→ SELECTED EXTRACT
# Best price?



## JUSTCRAZY (Apr 6, 2004)

Looking for a heads up on the best priced goldfish in ohio. Most valuable for me would be those Columbus east to Steubenville. It is getting that time of year and the best price I have seen this year is $11 per pound. Still kind of steep.

Rob


----------



## Joey209 (Oct 17, 2007)

That sounds pretty cheap actually.Bait shops around me think they can charge whatever they want 
sometimes I can run into the guy who drives the bait truck that supplies the Buckeye Lake area and he's sold me goldfish and israelis for what he charges the bait shops.It was like $6-$7 a lb
You should try to see when the bait shop you get your goldfish usully gets theres shipments and try to run into the bait truck guy and talk to him directlyThey'll usually sell off there truck if ya sweet talk em

Hope this helps


----------



## fishdealer04 (Aug 27, 2006)

The bait shop down by me (Cincinnati) was selling goldfish & Izzys for $9 a pound last year. I would imagine its the same now, but not sure, I am going to make a run out there sometime next week to get some leeches and more night crawlers so I can check. You can also buy the fish by size if you wanted to do that too.


----------



## JUSTCRAZY (Apr 6, 2004)

Thanks fishdealer. Most of the shops seem to have gone to the by the pound method rather than the fish size. In some ways it is nice, other is isn't. I sent a friend for bait once here in Columbus, he is not a very experienced fisherman, but had gone a couple of times with me. They sure put it to him. He came back with a bucket full of fish they had charged him $2 and $3 each for,but If I would have been there, I wouldn't have given 50 cents for that size fish. Yet, there are times when it has worked out the other way.

The worst I have ever seen was a Columbus shop, which I will not mention the name of because I do like the the place but won't buy there bait. I asked the price on a koi that may have been six inches at best. The guy said he wanted $23 for that one fish. I told him he was crazy, but he said the paylakers would pay that price. I went to a shop closer to where I was fishing and ended up with about 10 fish larger than those for $3 a piece! Some places will try to bend you over given the chance and some times you luck out.

Rob


----------



## pendog66 (Mar 23, 2005)

i dont know about poundage but anglers in englewood have cheap goldfish. its 50 cents for 3-4 in goldfish and a dollar for bigger


----------



## JUSTCRAZY (Apr 6, 2004)

Is Angler the name of the shop? I am always looking for a deal and willing to travel at times.


Thanks
Rob


----------



## pendog66 (Mar 23, 2005)

JUSTCRAZY said:


> Is Angler the name of the shop? I am always looking for a deal and willing to travel at times.
> 
> 
> Thanks
> Rob




yes the shop is called Angler's. its on north main street


----------



## Bigun (Jun 20, 2006)

here is their website, only has info about their address and phone number though.

http://ohioanglersbaitntackle.com/


----------



## JUSTCRAZY (Apr 6, 2004)

Thanks everyone, just been curious what others were paying for bait. No matter how we look at it, we are just paying a lot of money to hook a bait and wait! 
Now all I have to do is get some more time to go out fishing.

Thanks
Rob


----------

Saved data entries

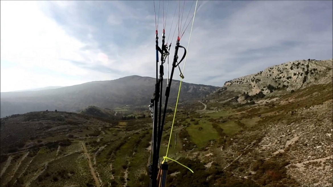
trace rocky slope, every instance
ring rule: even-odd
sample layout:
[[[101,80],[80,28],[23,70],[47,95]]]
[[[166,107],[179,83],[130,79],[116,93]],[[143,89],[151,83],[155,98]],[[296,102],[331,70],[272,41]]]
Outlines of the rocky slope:
[[[227,81],[223,88],[237,93],[248,93],[250,95],[260,91],[267,95],[281,89],[290,92],[313,84],[325,84],[332,81],[332,59],[289,62]],[[279,92],[273,94],[280,94]]]

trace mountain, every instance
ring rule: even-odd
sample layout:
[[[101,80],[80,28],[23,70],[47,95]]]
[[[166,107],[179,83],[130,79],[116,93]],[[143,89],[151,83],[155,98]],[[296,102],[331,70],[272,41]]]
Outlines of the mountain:
[[[296,60],[269,67],[255,74],[225,82],[205,100],[243,103],[254,99],[283,95],[333,79],[333,60]]]
[[[254,94],[255,87],[238,86],[236,80],[180,105],[173,128],[173,113],[167,114],[160,159],[166,154],[194,173],[169,160],[166,186],[332,186],[332,69],[317,61],[324,63],[299,65],[320,71],[309,71],[304,84],[286,78],[284,87]],[[290,70],[281,71],[285,77],[293,75]],[[256,77],[256,87],[281,83],[272,85],[275,77]],[[80,113],[2,118],[0,185],[149,186],[151,118],[104,117],[127,109],[90,106]]]
[[[169,103],[175,102],[179,82],[172,81]],[[52,90],[1,93],[1,117],[46,110],[78,111],[90,105],[110,108],[126,105],[148,106],[155,83],[155,78],[133,76]],[[183,83],[180,101],[200,98],[217,88]]]
[[[50,87],[43,87],[43,88],[35,88],[35,89],[29,89],[29,90],[18,90],[18,91],[13,91],[12,92],[26,92],[26,91],[39,91],[39,90],[51,90],[51,89],[57,89],[57,88],[62,88],[63,87],[64,87],[57,86],[50,86]]]
[[[332,65],[332,60],[289,62],[227,81],[223,87],[229,91],[248,93],[250,95],[260,91],[268,94],[285,88],[290,91],[331,81]]]
[[[114,110],[107,108],[103,109],[95,106],[89,106],[80,111],[79,113],[103,118],[114,119],[117,118],[116,117],[117,114]]]

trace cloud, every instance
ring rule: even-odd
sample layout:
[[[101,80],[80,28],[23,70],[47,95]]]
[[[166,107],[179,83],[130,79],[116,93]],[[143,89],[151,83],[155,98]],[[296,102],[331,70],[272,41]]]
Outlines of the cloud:
[[[185,20],[195,2],[165,1],[164,13],[159,2],[155,2],[157,14],[159,5],[160,9],[157,18],[160,45],[164,22],[166,42],[173,39],[174,44],[179,6],[181,10],[184,2],[179,23],[184,29],[189,24],[180,41],[187,48],[191,13]],[[183,72],[185,82],[220,86],[273,65],[333,56],[331,1],[199,1],[198,4]],[[1,92],[133,75],[155,76],[152,1],[18,1],[2,2],[1,5]],[[174,31],[174,37],[168,39]],[[170,50],[170,65],[174,48]],[[180,50],[179,57],[182,53]],[[11,73],[3,76],[5,71]],[[179,80],[178,72],[175,70],[174,78]],[[34,78],[24,79],[23,75]],[[21,82],[12,81],[13,77]],[[42,77],[54,81],[45,82]],[[10,86],[14,84],[15,88]]]

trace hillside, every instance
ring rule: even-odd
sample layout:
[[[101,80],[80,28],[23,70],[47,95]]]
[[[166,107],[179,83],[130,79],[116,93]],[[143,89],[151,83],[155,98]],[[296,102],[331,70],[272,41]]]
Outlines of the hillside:
[[[214,105],[229,102],[253,104],[265,100],[264,98],[284,95],[312,85],[331,83],[332,70],[332,59],[289,62],[227,81],[223,87],[203,100]]]
[[[250,95],[260,91],[267,95],[285,88],[287,91],[295,90],[331,81],[332,62],[310,59],[289,62],[227,81],[223,86],[228,91],[248,93]]]
[[[89,106],[80,111],[79,113],[93,117],[113,119],[115,119],[117,116],[116,112],[114,110],[107,108],[103,109],[95,106]]]
[[[90,105],[111,109],[126,105],[146,106],[150,104],[155,81],[153,78],[133,76],[47,90],[2,93],[1,117],[46,110],[79,111]],[[170,103],[175,102],[179,84],[172,82],[172,88],[176,88],[171,90]],[[180,101],[202,97],[218,88],[184,83],[183,96]]]
[[[298,88],[289,82],[293,92],[250,95],[226,86],[180,106],[168,155],[194,173],[169,161],[167,186],[332,186],[333,83],[317,82],[329,77],[319,73]],[[151,118],[89,116],[104,110],[89,108],[1,118],[0,185],[149,186]]]

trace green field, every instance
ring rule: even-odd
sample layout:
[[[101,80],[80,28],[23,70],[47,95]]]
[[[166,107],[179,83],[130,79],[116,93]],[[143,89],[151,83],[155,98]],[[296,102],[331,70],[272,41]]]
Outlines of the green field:
[[[223,129],[223,131],[228,135],[232,135],[242,129],[242,128],[235,123],[233,121],[229,121],[219,125]]]
[[[220,117],[229,116],[233,114],[234,112],[229,110],[222,110],[218,112],[209,112],[205,114],[212,118],[218,118]]]
[[[240,120],[240,122],[245,124],[247,127],[250,127],[256,124],[260,119],[260,117],[257,117],[252,118],[243,119]]]
[[[201,120],[198,121],[198,124],[191,124],[186,128],[186,130],[189,134],[191,140],[200,148],[205,146],[210,140],[217,139],[218,135],[216,130],[212,126],[211,122],[202,118],[196,119],[199,119]],[[192,122],[189,120],[188,121]],[[200,127],[202,129],[199,130]]]

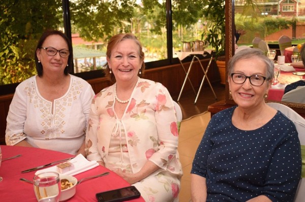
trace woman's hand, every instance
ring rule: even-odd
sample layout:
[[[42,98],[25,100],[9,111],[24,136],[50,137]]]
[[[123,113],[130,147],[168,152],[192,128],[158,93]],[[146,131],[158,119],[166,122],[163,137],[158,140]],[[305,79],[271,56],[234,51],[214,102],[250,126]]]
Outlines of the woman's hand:
[[[120,169],[116,169],[113,170],[112,171],[126,180],[130,184],[134,184],[141,180],[137,173],[125,173]]]
[[[121,177],[130,184],[133,184],[142,180],[160,169],[152,162],[148,160],[140,171],[137,173],[126,173],[120,169],[113,169],[112,171]]]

→ WHAT TO DO
1. In the goldfish price thread, what price per pound was the Cincinnati bait shop charging last year for goldfish and Izzys?
2. List every distinct username that posts in the goldfish price thread.

→ EXERCISE SOLUTIONS
1. $9 a pound

2. JUSTCRAZY, Joey209, fishdealer04, pendog66, Bigun